Render the items below as a numbered list, skipping any blank lines.

* Start Records *

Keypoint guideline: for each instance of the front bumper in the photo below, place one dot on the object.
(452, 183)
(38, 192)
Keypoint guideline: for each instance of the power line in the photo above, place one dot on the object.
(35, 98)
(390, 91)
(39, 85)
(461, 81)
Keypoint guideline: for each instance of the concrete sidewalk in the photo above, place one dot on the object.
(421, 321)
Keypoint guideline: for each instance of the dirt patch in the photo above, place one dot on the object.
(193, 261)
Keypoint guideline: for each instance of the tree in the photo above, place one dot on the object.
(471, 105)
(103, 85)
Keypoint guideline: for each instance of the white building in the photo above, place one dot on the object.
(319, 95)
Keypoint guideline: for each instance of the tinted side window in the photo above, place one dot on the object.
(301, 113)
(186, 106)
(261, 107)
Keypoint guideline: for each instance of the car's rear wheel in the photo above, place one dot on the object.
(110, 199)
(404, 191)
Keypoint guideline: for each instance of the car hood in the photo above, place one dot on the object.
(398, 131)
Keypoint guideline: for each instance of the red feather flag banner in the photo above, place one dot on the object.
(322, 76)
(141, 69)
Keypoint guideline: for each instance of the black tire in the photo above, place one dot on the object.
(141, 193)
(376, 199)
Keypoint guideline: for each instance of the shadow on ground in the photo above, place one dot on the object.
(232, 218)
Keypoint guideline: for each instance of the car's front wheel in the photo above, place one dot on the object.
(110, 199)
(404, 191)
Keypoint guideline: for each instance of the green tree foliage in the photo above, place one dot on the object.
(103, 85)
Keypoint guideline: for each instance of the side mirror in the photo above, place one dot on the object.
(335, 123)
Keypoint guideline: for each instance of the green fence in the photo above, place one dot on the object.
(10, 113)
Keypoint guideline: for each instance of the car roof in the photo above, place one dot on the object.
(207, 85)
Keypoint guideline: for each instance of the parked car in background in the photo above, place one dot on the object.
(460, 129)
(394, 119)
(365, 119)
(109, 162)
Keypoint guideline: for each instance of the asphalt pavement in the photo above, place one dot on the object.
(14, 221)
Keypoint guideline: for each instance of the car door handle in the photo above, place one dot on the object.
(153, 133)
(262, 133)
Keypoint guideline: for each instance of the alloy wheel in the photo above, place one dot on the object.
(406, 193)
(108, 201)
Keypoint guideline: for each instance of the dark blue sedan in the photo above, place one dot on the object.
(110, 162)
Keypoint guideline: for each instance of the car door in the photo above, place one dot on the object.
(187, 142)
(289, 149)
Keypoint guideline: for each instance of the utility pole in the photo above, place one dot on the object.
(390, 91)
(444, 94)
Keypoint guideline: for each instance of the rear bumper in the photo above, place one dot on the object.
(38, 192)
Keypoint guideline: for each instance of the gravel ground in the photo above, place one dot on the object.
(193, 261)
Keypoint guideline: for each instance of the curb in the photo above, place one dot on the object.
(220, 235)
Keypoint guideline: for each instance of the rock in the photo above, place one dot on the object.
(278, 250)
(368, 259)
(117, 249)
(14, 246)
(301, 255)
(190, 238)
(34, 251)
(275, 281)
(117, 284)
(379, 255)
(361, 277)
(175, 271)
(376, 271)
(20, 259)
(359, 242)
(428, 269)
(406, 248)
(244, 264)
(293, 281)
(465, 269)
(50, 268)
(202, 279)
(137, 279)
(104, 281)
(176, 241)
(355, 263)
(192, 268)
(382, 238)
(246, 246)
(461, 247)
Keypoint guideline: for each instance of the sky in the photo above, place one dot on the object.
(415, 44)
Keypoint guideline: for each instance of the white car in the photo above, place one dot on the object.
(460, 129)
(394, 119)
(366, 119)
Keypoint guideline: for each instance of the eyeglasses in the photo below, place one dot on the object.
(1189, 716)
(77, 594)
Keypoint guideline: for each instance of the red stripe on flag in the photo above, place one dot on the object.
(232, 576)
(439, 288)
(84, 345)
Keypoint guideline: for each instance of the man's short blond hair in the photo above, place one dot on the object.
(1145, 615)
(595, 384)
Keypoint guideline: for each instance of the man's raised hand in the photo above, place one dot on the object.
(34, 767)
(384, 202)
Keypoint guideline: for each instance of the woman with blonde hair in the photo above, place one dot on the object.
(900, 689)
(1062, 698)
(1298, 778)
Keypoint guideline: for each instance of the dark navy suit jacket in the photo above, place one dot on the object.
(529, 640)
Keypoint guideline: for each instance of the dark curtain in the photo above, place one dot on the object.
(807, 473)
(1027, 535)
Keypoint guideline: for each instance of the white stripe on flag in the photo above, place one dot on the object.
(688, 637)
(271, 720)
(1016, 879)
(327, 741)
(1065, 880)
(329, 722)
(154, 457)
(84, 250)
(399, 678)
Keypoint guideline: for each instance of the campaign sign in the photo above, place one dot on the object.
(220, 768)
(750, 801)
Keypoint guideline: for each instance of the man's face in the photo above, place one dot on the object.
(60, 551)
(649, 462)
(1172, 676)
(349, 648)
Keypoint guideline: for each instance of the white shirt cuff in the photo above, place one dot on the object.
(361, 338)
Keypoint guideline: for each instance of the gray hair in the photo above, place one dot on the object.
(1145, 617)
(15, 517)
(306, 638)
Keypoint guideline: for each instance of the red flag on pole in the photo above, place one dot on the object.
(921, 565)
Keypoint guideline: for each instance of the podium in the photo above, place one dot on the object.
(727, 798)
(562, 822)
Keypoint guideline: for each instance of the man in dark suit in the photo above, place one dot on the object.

* End Records *

_Response to the task_:
1. Keypoint guideline: for each instance of the front bumper in the photo below, place one dot on the object.
2. (452, 183)
3. (38, 192)
4. Keypoint guideline: for each instance of the power line in the photo above, place one dot on the object.
5. (35, 98)
6. (390, 91)
7. (39, 85)
8. (461, 81)
9. Keypoint guideline: for each instance of the concrete sidewalk in the photo above, place one dot on the object.
10. (421, 321)
11. Keypoint guideline: for each instance of the dirt patch in the photo above, place one dot on the object.
12. (193, 261)
13. Keypoint guideline: for each instance of the tree in the photo above, place one dot on the object.
14. (471, 105)
15. (103, 85)
16. Keypoint guideline: for each instance of the white building in the photo above, place one dot on the object.
17. (319, 95)
18. Keypoint guideline: for each instance of the tinted side window in the photo above, place one dot on the object.
19. (301, 113)
20. (186, 106)
21. (261, 107)
22. Keypoint guideline: for each instance of the car's rear wheel in the photo above, place one dot on the object.
23. (110, 199)
24. (404, 191)
25. Keypoint guideline: for each instance of the car hood in the photo above, place one dot on the object.
26. (398, 131)
27. Keypoint guideline: for each instance of the red feather flag banner in the photo above, place one dot on the object.
28. (322, 76)
29. (141, 69)
30. Keypoint guideline: for each instance of the black tire in the photo above, place one dot on the object.
31. (141, 193)
32. (376, 199)
33. Keypoint guideline: for each instance of the shadow on ground in the photo above, place one dot on the object.
34. (232, 218)
35. Keypoint guideline: for each instance of the car's front wheel in the photo above, place one dot on the object.
36. (110, 199)
37. (404, 191)
38. Keypoint guideline: for each instance of the green tree foliage in the photo above, place one dot on the object.
39. (103, 85)
40. Keypoint guideline: for each instance of the side mirror in the photo above, place one dot on the object.
41. (335, 123)
42. Keypoint guideline: for each instance of the green fence in the photo above, place one dot on the object.
43. (10, 113)
44. Keypoint guideline: for each instance of the car roof in the photo above, place one dot on the object.
45. (207, 85)
46. Keypoint guideline: for each instance of the parked car in background in the photo above, place one dot on the object.
47. (460, 129)
48. (394, 119)
49. (365, 119)
50. (109, 162)
51. Keypoint guideline: for each instance of the asphalt pavement in the photo above, place one dot on the object.
52. (14, 221)
53. Keypoint guideline: for each instance of the car door handle in the photo above, place one dot on the object.
54. (153, 133)
55. (262, 133)
56. Keypoint guideline: for each instance of the alloy wheel in the photo above, place one dot on the object.
57. (406, 193)
58. (108, 201)
59. Keypoint guideline: for each instance of the dark blue sedan in the photo above, place one dot on the object.
60. (110, 162)
61. Keypoint guideline: for each instance of the car door in the photo above, place one dot on the object.
62. (187, 142)
63. (289, 149)
64. Keypoint guideline: for each instance of the utility pole in the photo above, place one dot on the object.
65. (390, 91)
66. (444, 94)
67. Keypoint guideline: for each instance of the rear bumper in the photo above, place one dot on the object.
68. (38, 192)
69. Keypoint guideline: for each instance of the gravel ground in the photo above, place one dot on the object.
70. (193, 261)
71. Keypoint guideline: for each instance of the curb in the photo above, place one dot on the object.
72. (220, 235)
73. Keypoint guideline: for each instance of the rock in the photo above, place one dot on the object.
74. (278, 250)
75. (368, 259)
76. (117, 249)
77. (14, 246)
78. (301, 255)
79. (190, 238)
80. (34, 251)
81. (275, 281)
82. (117, 284)
83. (379, 255)
84. (361, 277)
85. (175, 271)
86. (376, 271)
87. (20, 259)
88. (359, 242)
89. (428, 269)
90. (406, 248)
91. (244, 264)
92. (293, 281)
93. (465, 269)
94. (50, 268)
95. (202, 279)
96. (137, 279)
97. (104, 281)
98. (176, 241)
99. (355, 263)
100. (192, 268)
101. (382, 238)
102. (246, 246)
103. (461, 247)
104. Keypoint guideline: for each instance of the sky in the photo above, place one dot on the object.
105. (415, 44)
106. Keypoint guideline: for each instance of the white car in the photo above, place one dot on the object.
107. (460, 129)
108. (394, 119)
109. (366, 119)
110. Keypoint guideline: for each instance of the eyeglasses in the photo below, place one dot on the object.
111. (1189, 716)
112. (77, 594)
113. Keypoint guideline: for each instance of the red stripe on flag in the photo above, place one dot on the object.
114. (232, 576)
115. (439, 288)
116. (84, 345)
117. Keypoint guideline: for each instance of the man's short blond hair in the photo above, place one dot on the object.
118. (1145, 615)
119. (595, 384)
120. Keypoint guideline: for each instance of the man's raised hand in the photo above, place one dot on the object.
121. (34, 767)
122. (384, 202)
123. Keypoint guideline: for each instance of the woman with blonde hair in the photo above, place one dot on the object.
124. (900, 689)
125. (1062, 698)
126. (1298, 778)
127. Keypoint guideline: for each instance of the dark navy suit jacket in the photo above, place one dot on the object.
128. (529, 640)
129. Keypoint guideline: for each instance of the dark curtain in the photo above, place one dot on the object.
130. (807, 473)
131. (1027, 535)
132. Keypoint guideline: for each instance of the white stripe on flag in the photo above, place one dot on the object.
133. (688, 637)
134. (271, 720)
135. (1016, 879)
136. (327, 741)
137. (1065, 880)
138. (329, 722)
139. (154, 457)
140. (84, 250)
141. (399, 678)
142. Keypoint guideline: for each instance of the campaign sign in the photo above, place one dot on the object.
143. (220, 768)
144. (750, 801)
145. Keypoint guideline: for each instance of the man's face in the photo above, place one dot on the object.
146. (60, 551)
147. (649, 462)
148. (1172, 676)
149. (349, 648)
150. Keypoint guideline: for each instance of the white shirt cuff in the photo above, place one dot on the object.
151. (361, 338)
152. Keypoint guideline: for each instance of the gray hair in the photo above, place one dot on the object.
153. (1145, 617)
154. (15, 517)
155. (306, 638)
156. Keypoint guideline: for each instance of the red flag on pole in the photo above, place one dot on the object.
157. (921, 565)
158. Keypoint guideline: for each instance of the podium in the photo above, place one dot on the object.
159. (727, 798)
160. (562, 822)
161. Keypoint guideline: for each instance of the man in dark suit in the photo above, place one dot on the object.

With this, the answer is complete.